Photo object pointing records -

(begin)

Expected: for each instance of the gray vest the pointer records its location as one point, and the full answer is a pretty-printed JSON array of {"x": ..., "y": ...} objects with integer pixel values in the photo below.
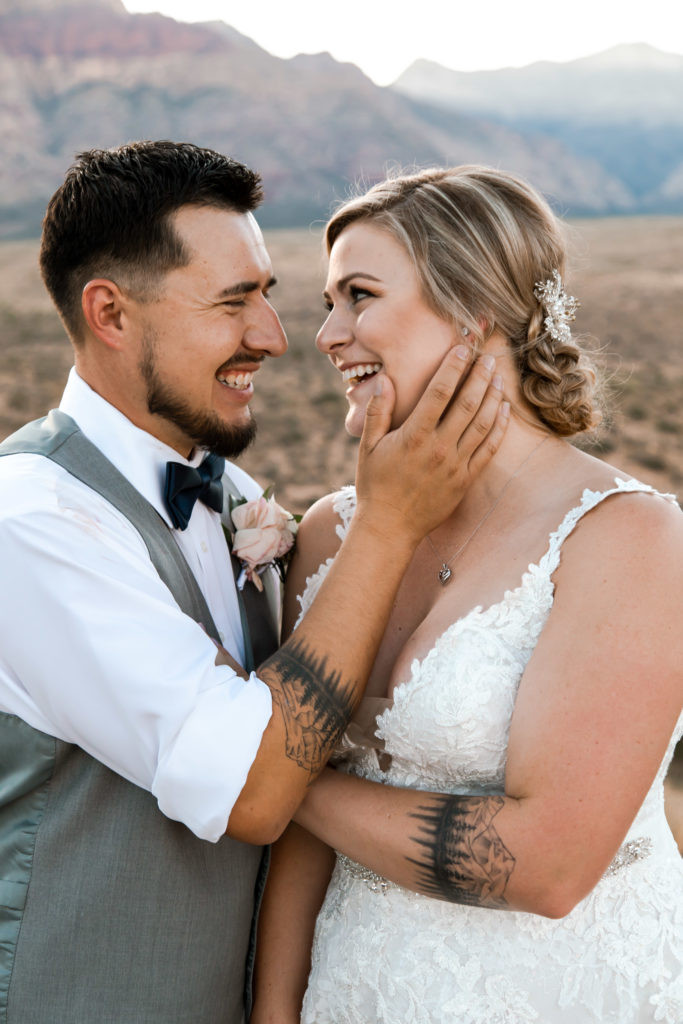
[{"x": 111, "y": 912}]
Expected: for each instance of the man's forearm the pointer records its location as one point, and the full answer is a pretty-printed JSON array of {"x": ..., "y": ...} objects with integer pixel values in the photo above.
[{"x": 317, "y": 678}]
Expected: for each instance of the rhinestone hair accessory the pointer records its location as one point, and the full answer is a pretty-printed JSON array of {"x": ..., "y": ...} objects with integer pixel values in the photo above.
[{"x": 560, "y": 308}]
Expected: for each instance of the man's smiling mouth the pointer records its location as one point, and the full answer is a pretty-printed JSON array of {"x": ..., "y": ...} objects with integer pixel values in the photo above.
[{"x": 239, "y": 382}]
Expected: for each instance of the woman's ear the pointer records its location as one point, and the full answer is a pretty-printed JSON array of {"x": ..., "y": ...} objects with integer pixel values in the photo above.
[{"x": 103, "y": 307}]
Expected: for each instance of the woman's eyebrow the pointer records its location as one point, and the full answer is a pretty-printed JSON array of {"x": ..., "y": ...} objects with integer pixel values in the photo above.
[{"x": 343, "y": 282}]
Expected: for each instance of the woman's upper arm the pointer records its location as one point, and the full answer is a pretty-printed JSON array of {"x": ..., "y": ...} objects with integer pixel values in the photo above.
[
  {"x": 602, "y": 692},
  {"x": 316, "y": 541}
]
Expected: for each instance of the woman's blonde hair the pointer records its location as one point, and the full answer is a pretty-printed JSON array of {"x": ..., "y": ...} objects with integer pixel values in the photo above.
[{"x": 480, "y": 241}]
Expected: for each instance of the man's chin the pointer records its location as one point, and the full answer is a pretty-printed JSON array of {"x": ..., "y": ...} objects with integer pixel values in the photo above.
[{"x": 228, "y": 440}]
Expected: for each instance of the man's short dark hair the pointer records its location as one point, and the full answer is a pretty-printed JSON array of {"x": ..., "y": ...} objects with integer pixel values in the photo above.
[{"x": 112, "y": 216}]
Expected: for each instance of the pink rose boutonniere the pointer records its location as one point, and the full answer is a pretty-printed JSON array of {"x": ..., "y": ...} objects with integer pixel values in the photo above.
[{"x": 263, "y": 537}]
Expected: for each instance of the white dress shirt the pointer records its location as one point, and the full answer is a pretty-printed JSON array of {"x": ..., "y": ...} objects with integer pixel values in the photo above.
[{"x": 93, "y": 648}]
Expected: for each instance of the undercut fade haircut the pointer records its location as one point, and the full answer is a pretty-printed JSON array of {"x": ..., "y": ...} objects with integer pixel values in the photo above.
[{"x": 112, "y": 217}]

(end)

Could you reproduce every record above exactly, leaving out the pictures?

Exercise output -
Expected: for each instance of the gray vest the pointer records its location as one point, and the full answer is a pretty-printed JSON array of {"x": ..., "y": ...} objects with integer pixel values in the photo below.
[{"x": 111, "y": 912}]
Expected: for each instance of the man's forearm the pointer records its location as one point, and the full answer is a pretty-printed JSON array of {"x": ..., "y": ...} objects with integer pixel values in the photo above.
[{"x": 317, "y": 678}]
Expected: for each instance of the rhinestone hair accessory the pointer records its location as one point, and the full answer is a pretty-printed JSON array of {"x": ..., "y": ...} objects with integer pixel values in the photo above.
[{"x": 560, "y": 308}]
Expected: for each instance of the man's smiling mouth the pointer records its location as one point, and the full answer is a pretty-printed JSON array of {"x": ..., "y": ...} objects with integer pixel values in the photo above.
[{"x": 239, "y": 382}]
Expected: for each instance of the woman's ear the pointer records its location as one point, and the full answer is a pretty-printed JSON array of {"x": ..., "y": ...} objects with integer pixel values in the photo above.
[{"x": 103, "y": 307}]
Expected: for each instance of the woman's eyebrow the pointer records its location as one point, and the full answer is a pretty-printed JSON array of {"x": ..., "y": ...} objects with integer pixel values in the photo above.
[{"x": 343, "y": 282}]
Expected: for each instance of the woman's upper arm the pointer records its location as one point, and the full answer is a pretty-printed JSON array of {"x": ..., "y": ...} objects with integer pixel values in the photo above.
[
  {"x": 602, "y": 692},
  {"x": 316, "y": 541}
]
Expected: for each instance of the woman's blonde hair the pointer records its location as one point, and the full answer is a pretty-printed JSON array of {"x": ..., "y": ...} objects with integer pixel values in the photo above.
[{"x": 480, "y": 241}]
Expected: for each instance of the man's chin the pointer records its location as one point, and the full answer is a pretty-printed JSON array of {"x": ..., "y": ...} objects with integer pixel values in the photo above.
[{"x": 228, "y": 440}]
Expected: for each instance of the man's short dark hair the pointer records its location as one point, and the full answer is a pretty-printed JSON array of {"x": ..., "y": ...} objects with integer pixel values in the photo above.
[{"x": 112, "y": 216}]
Expected: for each instance of the pink rose boutonniere the pointer records its location as one point, and the full answer is a pretty-printed JSON array of {"x": ..., "y": ...} objects with integer pixel values in the photo above.
[{"x": 263, "y": 537}]
Expected: for each instance of the white dress shirt the pointer records its location as one point, and the full answer is a pretty-printed JSON array of {"x": ..., "y": ...} objects with integer pixel values in the photo above.
[{"x": 93, "y": 648}]
Expected: for each instance of the undercut fade haircut the pointer records its location as one point, and the full answer is a pretty-printed JSON array of {"x": ..., "y": ...} objects with integer pixel values in the photo above.
[{"x": 112, "y": 217}]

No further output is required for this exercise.